#### EXERCISE DESCRIPTION
Return the records in full, exactly as given.

#### DATASET EXCERPTS
========

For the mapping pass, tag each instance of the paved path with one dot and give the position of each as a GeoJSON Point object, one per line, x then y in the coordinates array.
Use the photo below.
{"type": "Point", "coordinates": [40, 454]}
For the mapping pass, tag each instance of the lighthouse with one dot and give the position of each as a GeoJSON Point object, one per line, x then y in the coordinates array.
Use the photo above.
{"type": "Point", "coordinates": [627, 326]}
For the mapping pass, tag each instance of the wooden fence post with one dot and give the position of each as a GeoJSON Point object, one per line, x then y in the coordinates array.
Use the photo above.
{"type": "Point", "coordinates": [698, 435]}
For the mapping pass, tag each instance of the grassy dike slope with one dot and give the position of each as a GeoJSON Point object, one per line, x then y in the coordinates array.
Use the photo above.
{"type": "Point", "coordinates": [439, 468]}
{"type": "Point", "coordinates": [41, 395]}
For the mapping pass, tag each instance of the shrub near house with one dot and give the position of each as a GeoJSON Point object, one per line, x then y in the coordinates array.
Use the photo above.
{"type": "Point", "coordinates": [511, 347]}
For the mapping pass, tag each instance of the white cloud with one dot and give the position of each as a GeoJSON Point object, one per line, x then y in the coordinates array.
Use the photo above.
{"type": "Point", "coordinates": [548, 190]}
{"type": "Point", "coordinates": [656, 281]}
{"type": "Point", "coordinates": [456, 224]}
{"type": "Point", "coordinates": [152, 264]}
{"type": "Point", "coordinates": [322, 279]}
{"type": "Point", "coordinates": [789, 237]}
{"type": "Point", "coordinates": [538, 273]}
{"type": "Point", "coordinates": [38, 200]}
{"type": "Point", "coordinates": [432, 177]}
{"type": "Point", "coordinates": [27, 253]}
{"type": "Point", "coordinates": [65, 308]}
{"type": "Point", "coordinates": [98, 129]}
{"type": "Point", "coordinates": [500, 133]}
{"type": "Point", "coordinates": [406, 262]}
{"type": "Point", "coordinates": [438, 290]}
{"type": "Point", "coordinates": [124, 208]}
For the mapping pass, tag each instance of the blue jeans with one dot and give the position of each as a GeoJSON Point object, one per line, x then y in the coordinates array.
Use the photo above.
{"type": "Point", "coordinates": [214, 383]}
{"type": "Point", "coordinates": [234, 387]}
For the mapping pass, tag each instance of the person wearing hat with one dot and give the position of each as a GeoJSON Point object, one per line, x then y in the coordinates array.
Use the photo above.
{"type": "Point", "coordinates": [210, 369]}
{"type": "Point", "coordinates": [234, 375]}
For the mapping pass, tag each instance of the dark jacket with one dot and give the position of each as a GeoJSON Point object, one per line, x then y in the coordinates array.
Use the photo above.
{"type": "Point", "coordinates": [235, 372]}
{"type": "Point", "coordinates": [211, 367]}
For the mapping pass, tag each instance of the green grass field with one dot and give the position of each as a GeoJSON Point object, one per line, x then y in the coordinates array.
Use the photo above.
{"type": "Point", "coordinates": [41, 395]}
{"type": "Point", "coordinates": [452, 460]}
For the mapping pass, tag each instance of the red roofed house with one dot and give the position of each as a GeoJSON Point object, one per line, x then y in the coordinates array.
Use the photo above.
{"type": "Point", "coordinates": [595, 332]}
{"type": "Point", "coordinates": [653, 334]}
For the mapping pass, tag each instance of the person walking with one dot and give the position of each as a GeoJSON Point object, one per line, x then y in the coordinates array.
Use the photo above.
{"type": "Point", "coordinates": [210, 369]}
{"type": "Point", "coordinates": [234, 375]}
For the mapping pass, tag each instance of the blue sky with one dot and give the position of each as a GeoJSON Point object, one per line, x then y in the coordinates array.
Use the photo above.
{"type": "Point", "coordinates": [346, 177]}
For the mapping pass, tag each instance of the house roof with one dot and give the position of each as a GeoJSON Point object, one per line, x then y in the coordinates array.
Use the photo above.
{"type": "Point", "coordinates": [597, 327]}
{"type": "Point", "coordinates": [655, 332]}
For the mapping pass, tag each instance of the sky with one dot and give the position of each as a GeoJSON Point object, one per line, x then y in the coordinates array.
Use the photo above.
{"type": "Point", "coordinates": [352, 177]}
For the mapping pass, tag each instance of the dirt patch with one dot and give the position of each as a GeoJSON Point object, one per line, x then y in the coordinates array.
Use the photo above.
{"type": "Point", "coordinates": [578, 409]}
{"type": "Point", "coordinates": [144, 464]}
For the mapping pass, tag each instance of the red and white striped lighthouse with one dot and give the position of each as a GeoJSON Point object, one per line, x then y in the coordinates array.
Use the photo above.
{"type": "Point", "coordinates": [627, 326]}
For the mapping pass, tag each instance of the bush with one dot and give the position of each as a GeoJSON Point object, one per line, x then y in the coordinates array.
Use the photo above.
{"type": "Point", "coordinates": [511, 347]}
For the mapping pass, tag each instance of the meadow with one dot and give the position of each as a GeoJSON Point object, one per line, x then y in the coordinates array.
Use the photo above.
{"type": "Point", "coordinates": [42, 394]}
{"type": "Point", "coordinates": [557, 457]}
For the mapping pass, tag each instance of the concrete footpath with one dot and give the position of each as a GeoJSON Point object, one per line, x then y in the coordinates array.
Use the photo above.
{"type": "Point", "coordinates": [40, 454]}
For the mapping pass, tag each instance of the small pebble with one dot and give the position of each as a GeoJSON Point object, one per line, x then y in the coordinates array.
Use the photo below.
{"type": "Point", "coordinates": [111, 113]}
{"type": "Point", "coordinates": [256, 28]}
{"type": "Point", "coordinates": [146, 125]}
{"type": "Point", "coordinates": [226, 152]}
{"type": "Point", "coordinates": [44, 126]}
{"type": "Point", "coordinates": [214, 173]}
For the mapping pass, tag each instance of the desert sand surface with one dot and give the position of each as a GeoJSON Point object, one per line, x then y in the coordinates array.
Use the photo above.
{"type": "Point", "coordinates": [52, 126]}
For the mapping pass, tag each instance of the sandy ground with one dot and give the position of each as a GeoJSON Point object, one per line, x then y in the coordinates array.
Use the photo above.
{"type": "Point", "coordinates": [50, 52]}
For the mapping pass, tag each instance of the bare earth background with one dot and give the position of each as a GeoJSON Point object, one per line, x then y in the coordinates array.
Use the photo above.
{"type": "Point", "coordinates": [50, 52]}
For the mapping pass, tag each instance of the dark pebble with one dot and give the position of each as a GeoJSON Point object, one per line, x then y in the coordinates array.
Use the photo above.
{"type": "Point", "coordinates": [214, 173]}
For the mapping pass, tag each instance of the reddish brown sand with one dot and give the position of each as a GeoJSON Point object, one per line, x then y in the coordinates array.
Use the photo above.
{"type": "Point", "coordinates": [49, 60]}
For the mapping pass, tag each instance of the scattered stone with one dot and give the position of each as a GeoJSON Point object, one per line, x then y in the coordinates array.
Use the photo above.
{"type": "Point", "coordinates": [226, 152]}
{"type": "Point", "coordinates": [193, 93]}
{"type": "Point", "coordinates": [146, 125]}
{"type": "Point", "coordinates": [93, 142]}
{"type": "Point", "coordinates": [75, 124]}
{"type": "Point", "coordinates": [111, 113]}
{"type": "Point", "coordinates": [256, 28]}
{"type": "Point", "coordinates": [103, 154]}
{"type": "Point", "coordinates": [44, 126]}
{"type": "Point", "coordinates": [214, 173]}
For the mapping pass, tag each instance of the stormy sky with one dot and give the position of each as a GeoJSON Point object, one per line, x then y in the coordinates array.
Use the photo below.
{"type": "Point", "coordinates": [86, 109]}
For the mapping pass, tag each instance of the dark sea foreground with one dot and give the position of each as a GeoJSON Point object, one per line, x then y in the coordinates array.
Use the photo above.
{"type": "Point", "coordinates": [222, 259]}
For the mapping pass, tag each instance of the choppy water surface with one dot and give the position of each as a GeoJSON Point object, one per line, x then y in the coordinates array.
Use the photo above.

========

#### OUTPUT FOR THIS TASK
For the mapping pass, tag each instance of the paved path with one dot and give the position of each as a GeoJSON Point object, one per line, x then y in the coordinates array.
Use the photo below.
{"type": "Point", "coordinates": [40, 454]}
For the mapping pass, tag each instance of the lighthouse with one dot and give the position of each as a GeoJSON Point object, one per line, x then y in the coordinates array.
Use the photo above.
{"type": "Point", "coordinates": [627, 326]}
For the mapping pass, tag each instance of the wooden fence post with one dot and give the position of each as a GeoJSON Point object, one per line, x then y in the coordinates array.
Use the photo above.
{"type": "Point", "coordinates": [698, 435]}
For the mapping pass, tag each instance of the grassy dike slope with one dot and give the position of each as a GeoJSON Point object, one per line, x then y in the coordinates array.
Use the photo above.
{"type": "Point", "coordinates": [439, 468]}
{"type": "Point", "coordinates": [41, 395]}
For the mapping pass, tag each instance of the shrub near house with one dot and give the position of each as a GeoJSON Point object, one per line, x then y in the coordinates array.
Use the photo above.
{"type": "Point", "coordinates": [511, 347]}
For the mapping pass, tag each instance of the white cloud with one dot and give the position of each as a GeoJSON Point object, one per line, x then y in the coordinates array.
Use the photo above.
{"type": "Point", "coordinates": [548, 190]}
{"type": "Point", "coordinates": [656, 281]}
{"type": "Point", "coordinates": [456, 224]}
{"type": "Point", "coordinates": [152, 264]}
{"type": "Point", "coordinates": [322, 279]}
{"type": "Point", "coordinates": [789, 237]}
{"type": "Point", "coordinates": [538, 273]}
{"type": "Point", "coordinates": [38, 200]}
{"type": "Point", "coordinates": [432, 177]}
{"type": "Point", "coordinates": [27, 253]}
{"type": "Point", "coordinates": [65, 308]}
{"type": "Point", "coordinates": [98, 129]}
{"type": "Point", "coordinates": [500, 133]}
{"type": "Point", "coordinates": [406, 262]}
{"type": "Point", "coordinates": [438, 290]}
{"type": "Point", "coordinates": [124, 208]}
For the mapping pass, tag each instance of the blue jeans with one dot and give the position of each as a GeoJSON Point object, one per line, x then y in the coordinates array.
Use the photo above.
{"type": "Point", "coordinates": [214, 383]}
{"type": "Point", "coordinates": [234, 387]}
For the mapping pass, tag each instance of the person wearing hat with one dot and give the position of each as a GeoJSON Point object, one per line, x then y in the coordinates array.
Use the photo above.
{"type": "Point", "coordinates": [210, 369]}
{"type": "Point", "coordinates": [234, 375]}
For the mapping pass, tag each instance of the dark jacket with one dot and give the position of each as a GeoJSON Point object, one per line, x then y in the coordinates array.
Use the photo above.
{"type": "Point", "coordinates": [235, 372]}
{"type": "Point", "coordinates": [211, 367]}
For the mapping pass, tag each instance of the green grass field with one dot and give the position of each as a GeoJSON Point object, one per line, x then y in the coordinates array.
Use the photo above.
{"type": "Point", "coordinates": [41, 395]}
{"type": "Point", "coordinates": [452, 460]}
For the mapping pass, tag each instance of the red roofed house with one dot and give the position of each as a GeoJSON Point object, one per line, x then y in the coordinates array.
Use the photo above.
{"type": "Point", "coordinates": [595, 332]}
{"type": "Point", "coordinates": [653, 334]}
For the mapping pass, tag each instance of the person walking with one dot and give the position of each as a GeoJSON Point object, one per line, x then y in the coordinates array.
Use the photo above.
{"type": "Point", "coordinates": [210, 369]}
{"type": "Point", "coordinates": [234, 375]}
For the mapping pass, tag each instance of the blue sky with one dot and give the position of each as a GeoJSON Point object, one per line, x then y in the coordinates array.
Use the photo above.
{"type": "Point", "coordinates": [346, 177]}
For the mapping pass, tag each instance of the house roof with one dot and give the position of each as a GeoJSON Point object, one per line, x then y in the coordinates array.
Use the photo above.
{"type": "Point", "coordinates": [597, 327]}
{"type": "Point", "coordinates": [655, 332]}
For the mapping pass, tag each instance of the sky with one dot and give the position of each as a GeoJSON Point object, one per line, x then y in the coordinates array.
Use the photo above.
{"type": "Point", "coordinates": [352, 177]}
For the mapping pass, tag each instance of the dirt patch with one dot and give the position of each as a GeoJSON Point object, one per line, x then y in the coordinates array.
Use the photo above.
{"type": "Point", "coordinates": [578, 409]}
{"type": "Point", "coordinates": [144, 464]}
For the mapping pass, tag each instance of the red and white striped lighthouse with one dot and give the position of each as a GeoJSON Point object, one per line, x then y in the coordinates array.
Use the photo above.
{"type": "Point", "coordinates": [627, 326]}
For the mapping pass, tag each instance of the bush with one dot and give the position of each as a GeoJSON Point object, one per line, x then y in the coordinates array.
Use the photo above.
{"type": "Point", "coordinates": [511, 347]}
For the mapping pass, tag each instance of the meadow with one dot and give the position of each as a GeoJSON Point object, one per line, x then y in the coordinates array.
Use the photo above.
{"type": "Point", "coordinates": [42, 394]}
{"type": "Point", "coordinates": [557, 457]}
For the mapping pass, tag each instance of the concrete footpath with one dot and give the position of each as a GeoJSON Point object, one per line, x then y in the coordinates array.
Use the photo above.
{"type": "Point", "coordinates": [40, 454]}
For the mapping pass, tag each instance of the small pebble with one dot and give the position of each as a GeoJSON Point object, one per line, x then y in the coordinates array.
Use the photo below.
{"type": "Point", "coordinates": [111, 113]}
{"type": "Point", "coordinates": [256, 28]}
{"type": "Point", "coordinates": [146, 125]}
{"type": "Point", "coordinates": [226, 152]}
{"type": "Point", "coordinates": [44, 126]}
{"type": "Point", "coordinates": [214, 173]}
For the mapping pass, tag each instance of the desert sand surface with one dot and give the position of each as a GeoJSON Point object, one per line, x then y in the coordinates array.
Use the photo above.
{"type": "Point", "coordinates": [52, 126]}
For the mapping pass, tag each instance of the sandy ground with one dot and give the position of each as a GeoJSON Point object, one per line, x then y in the coordinates array.
Use the photo above.
{"type": "Point", "coordinates": [50, 52]}
For the mapping pass, tag each instance of the bare earth background with one dot and give the position of each as a GeoJSON Point object, one per line, x then y in the coordinates array.
Use the photo above.
{"type": "Point", "coordinates": [50, 52]}
For the mapping pass, tag each instance of the dark pebble with one dot and give the position of each as a GeoJSON Point object, one per line, x then y in the coordinates array.
Use the photo above.
{"type": "Point", "coordinates": [214, 173]}
For the mapping pass, tag each instance of the reddish brown sand with one dot and give the position of each as a GeoJSON Point object, one per line, x then y in the coordinates array.
Use the photo above.
{"type": "Point", "coordinates": [49, 60]}
For the mapping pass, tag each instance of the scattered stone with one dot and give the position of each as a GeoJSON Point object, one per line, x then y in the coordinates array.
Use the photo above.
{"type": "Point", "coordinates": [226, 152]}
{"type": "Point", "coordinates": [193, 93]}
{"type": "Point", "coordinates": [146, 125]}
{"type": "Point", "coordinates": [93, 142]}
{"type": "Point", "coordinates": [75, 124]}
{"type": "Point", "coordinates": [111, 113]}
{"type": "Point", "coordinates": [256, 28]}
{"type": "Point", "coordinates": [103, 154]}
{"type": "Point", "coordinates": [44, 126]}
{"type": "Point", "coordinates": [214, 173]}
For the mapping pass, tag each instance of the stormy sky with one dot and give the position of each as a GeoJSON Point object, one per line, x then y in the coordinates array.
Use the photo below.
{"type": "Point", "coordinates": [86, 109]}
For the mapping pass, tag each instance of the dark sea foreground with one dot and give the position of each as a GeoJSON Point object, one per line, x then y in the coordinates array.
Use the photo above.
{"type": "Point", "coordinates": [222, 259]}
For the mapping pass, tag each instance of the choppy water surface with one dot and give the position of each as a GeoJSON Point object, one per line, x then y in the coordinates array.
Use the photo above.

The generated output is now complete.